EXERCISE INSTRUCTIONS
Copy the listing below, changing every "vision model" to "detection system" and leaving all other text untouched.

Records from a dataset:
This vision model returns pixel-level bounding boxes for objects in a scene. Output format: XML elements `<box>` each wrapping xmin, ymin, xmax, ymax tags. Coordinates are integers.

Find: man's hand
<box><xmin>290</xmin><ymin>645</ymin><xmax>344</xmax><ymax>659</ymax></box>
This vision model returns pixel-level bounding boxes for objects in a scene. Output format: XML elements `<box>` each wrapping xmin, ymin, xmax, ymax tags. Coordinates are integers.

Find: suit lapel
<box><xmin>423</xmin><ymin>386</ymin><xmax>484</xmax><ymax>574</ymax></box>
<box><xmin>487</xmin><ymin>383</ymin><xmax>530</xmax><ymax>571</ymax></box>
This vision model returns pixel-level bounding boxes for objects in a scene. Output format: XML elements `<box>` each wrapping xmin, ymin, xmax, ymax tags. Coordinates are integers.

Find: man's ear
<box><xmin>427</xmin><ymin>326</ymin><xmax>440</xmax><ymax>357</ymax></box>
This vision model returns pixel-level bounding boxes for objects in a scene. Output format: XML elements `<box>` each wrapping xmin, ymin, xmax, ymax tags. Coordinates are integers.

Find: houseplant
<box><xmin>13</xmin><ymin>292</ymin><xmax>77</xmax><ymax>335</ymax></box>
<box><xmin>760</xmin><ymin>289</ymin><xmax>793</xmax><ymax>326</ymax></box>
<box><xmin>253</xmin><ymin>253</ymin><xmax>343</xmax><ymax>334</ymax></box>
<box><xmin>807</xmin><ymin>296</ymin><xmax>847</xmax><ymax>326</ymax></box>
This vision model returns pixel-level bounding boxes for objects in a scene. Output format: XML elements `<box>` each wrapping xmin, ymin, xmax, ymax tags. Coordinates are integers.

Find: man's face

EXPECTED ANSWER
This detection system returns pixel-level bounding boxes for objects in a scene. Output format: XML elements `<box>` each wrapping xmin, ymin, xmax, ymax tags. Coordinates are integers.

Find: man's hand
<box><xmin>290</xmin><ymin>645</ymin><xmax>344</xmax><ymax>659</ymax></box>
This detection system returns pixel-level bounding boxes for objects in a scene. Output format: XML elements `<box>` each wrapping xmin, ymin, xmax, ymax tags. Coordinates are integers.

Find: suit lapel
<box><xmin>423</xmin><ymin>386</ymin><xmax>484</xmax><ymax>574</ymax></box>
<box><xmin>487</xmin><ymin>383</ymin><xmax>530</xmax><ymax>571</ymax></box>
This detection system returns pixel-level bounding boxes for objects in a scene. Output format: XML elements `<box>` each wrapping xmin, ymin, xmax, ymax tags. Coordinates are integers.

Find: man's ear
<box><xmin>427</xmin><ymin>326</ymin><xmax>440</xmax><ymax>357</ymax></box>
This detection system returns pixel-level bounding boxes for objects in a scene. Output format: XML elements `<box>` each wrapping xmin, ymin, xmax, ymax tags. Coordinates are integers.

Find: houseplant
<box><xmin>13</xmin><ymin>292</ymin><xmax>77</xmax><ymax>335</ymax></box>
<box><xmin>760</xmin><ymin>289</ymin><xmax>793</xmax><ymax>326</ymax></box>
<box><xmin>253</xmin><ymin>253</ymin><xmax>343</xmax><ymax>334</ymax></box>
<box><xmin>807</xmin><ymin>296</ymin><xmax>847</xmax><ymax>326</ymax></box>
This detection system returns pixel-level bounding boxes for objects in a scene. Output format: XML elements `<box>` each wrapping xmin, ymin, xmax, ymax tags. Coordinates are integers.

Find: man's face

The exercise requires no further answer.